> **To do**:
a) Transcribe the stretch from "I’d even go" through "that pseudo-scientific stuff." in the article on how exercise affects diet.
b) List every food the article on how exercise affects diet names.
c) Answer these questions from the article on how exercise affects diet:
(i) What is the least amount of activity the author says is still enough to build momentum for the day?
(ii) Until what historical point does the article say people had to spend most of their days in very active jobs?
(iii) Through which two things does the author think diet and exercise have a positive effect on each other?

> **Text under study**:

▽

How Exercise Affects Diet

There are many different theories and recommendations for nutritional and dietary manipulations that are assumed to enhance the results from your workout.

John Barban
Working out can help you stick to your diet

There is pre and post workout nutrition which includes some sort of protein and amino acid cocktail.

There is also post workout carbohydrate loading in an effort to get the muscles to supercompensate with higher glycogen storage.

Then there are numerous theories how to manipulate your hormonal profile through diet and exercise to get the body to look and react a certain way.

Most of this is just pseudoscience that doesn’t add up to much when put to the test scientifically, or it applies in very specific situations for very short time frames and is only detectable in elite level athletes using scientific equipment to measure the changes.

In other words, you’ll never notice or feel or experience any of these changes in your day to day life even if you follow most of these recommendations to a ‘T’.

I think the real effect that diet and exercise can have is creating a positive effect on each other through accountability and ritual.

It seems to be easier to stick to a diet plan on the days that you workout because you’ve built some structure and positive ritual into your day.

You workout, you feel good about working out, the workout itself feels good, and this starts a movement of positive momentum.

You start to feel accountable to yourself and that you’re moving in a positive direction. All of this positive empowering feeling helps you stick to whatever diet plan you had for the day. Maybe the momentum and accountability from the workout helps you avoid having two slices of pizza for lunch and instead you opt for something with less calories.

The thinking is simple…you just don’t want to ‘ruin’ the workout by having a lousy meal or by eating something that isn’t part of your plan or that doesn’t contribute to getting you to your body shape and fitness goals.

Conversely on days when you don’t have a workout scheduled (or days when you miss your workout because of some other circumstance) it seems easy to fall off of the diet wagon as well. Missing the workout begets missing on your diet.

So not only do you miss the workout, but you also decide that you might as well go for all you can eat pizza and wings and finish it off with a quart of ice cream.

Even though you can’t out exercise a bad diet, you can certainly use your workout as a source of momentum and positive ritual to stick to your diet plan.

I’d go as far as to say even a 20 min walk is still enough to build up that momentum for the day to help you stay on track with your eating.

I think one of the major reasons so many people struggle with their diet is simply because we are terribly sedentary and we are losing touch with part of what it means to be human and alive…and that is physical activity.

The sedentary life that many people are now living is uncharted and unprecedented. There has never been a time in human history when people have been this sedentary. We are just not adapted well to this lifestyle. We were built to move and until the industrial revolution we had to spend most of our days in very active jobs.

I’d even go as far as to suggest it’s also part of why so many people have sleeping problems and issues with depression…We just don’t move enough.

Getting back to the core of what we are (built to move) is a vital step to getting in shape and staying in shape.

The effect exercise can have on your diet is more to do with feeling good and building momentum than it has to do with glycogen or protein synthesis or any of that pseudo-scientific stuff.

Getting up and moving more is the easiest and most effective way to stay on track with your diet.

Think of it as building an upward spiral of positive momentum that eventually fuels itself. You’ll know you are there when you have an urge to workout and cannot do without it.

△

> **Information supplied**:
▽

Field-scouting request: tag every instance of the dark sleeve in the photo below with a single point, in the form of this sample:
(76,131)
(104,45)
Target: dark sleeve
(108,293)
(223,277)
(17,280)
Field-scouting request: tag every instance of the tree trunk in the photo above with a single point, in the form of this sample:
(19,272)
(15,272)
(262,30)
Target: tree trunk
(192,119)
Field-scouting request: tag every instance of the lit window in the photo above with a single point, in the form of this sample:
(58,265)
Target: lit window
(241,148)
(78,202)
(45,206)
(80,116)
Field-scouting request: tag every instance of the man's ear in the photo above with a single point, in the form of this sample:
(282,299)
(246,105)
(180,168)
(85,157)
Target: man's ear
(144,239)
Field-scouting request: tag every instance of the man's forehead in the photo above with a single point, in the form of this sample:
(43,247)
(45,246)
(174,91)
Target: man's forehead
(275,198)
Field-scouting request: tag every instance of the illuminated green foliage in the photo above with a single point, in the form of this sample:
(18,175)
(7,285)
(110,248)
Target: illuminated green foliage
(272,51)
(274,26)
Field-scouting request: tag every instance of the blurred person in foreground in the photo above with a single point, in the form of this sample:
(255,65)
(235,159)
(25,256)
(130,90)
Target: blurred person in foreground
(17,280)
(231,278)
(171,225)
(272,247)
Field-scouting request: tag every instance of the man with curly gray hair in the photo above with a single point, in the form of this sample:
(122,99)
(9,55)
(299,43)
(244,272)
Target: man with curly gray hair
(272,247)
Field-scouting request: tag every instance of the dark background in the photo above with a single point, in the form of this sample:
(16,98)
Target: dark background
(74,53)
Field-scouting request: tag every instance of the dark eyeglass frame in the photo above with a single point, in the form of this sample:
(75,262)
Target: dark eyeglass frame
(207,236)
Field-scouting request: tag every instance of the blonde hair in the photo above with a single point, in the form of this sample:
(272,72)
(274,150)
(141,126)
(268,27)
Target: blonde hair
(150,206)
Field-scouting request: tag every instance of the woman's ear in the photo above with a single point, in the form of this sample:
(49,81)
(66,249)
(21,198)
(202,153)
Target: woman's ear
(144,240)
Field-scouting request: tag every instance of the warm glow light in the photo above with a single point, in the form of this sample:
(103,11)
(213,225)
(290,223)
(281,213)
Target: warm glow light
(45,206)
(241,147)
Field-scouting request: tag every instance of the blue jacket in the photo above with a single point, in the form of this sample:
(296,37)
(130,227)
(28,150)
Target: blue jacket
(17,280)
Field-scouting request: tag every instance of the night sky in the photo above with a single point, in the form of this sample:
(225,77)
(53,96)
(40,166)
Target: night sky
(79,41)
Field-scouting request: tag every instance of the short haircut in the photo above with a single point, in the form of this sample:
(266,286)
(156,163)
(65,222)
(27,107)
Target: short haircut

△

> **Answers for the exercise**:
a)
I’d even go as far as to suggest it’s also part of why so many people have sleeping problems and issues with depression…We just don’t move enough.

Getting back to the core of what we are (built to move) is a vital step to getting in shape and staying in shape.

The effect exercise can have on your diet is more to do with feeling good and building momentum than it has to do with glycogen or protein synthesis or any of that pseudo-scientific stuff.

b)
pizza
wings
ice cream

c)
(i) A 20 min walk.
(ii) The industrial revolution.
(iii) Accountability and ritual.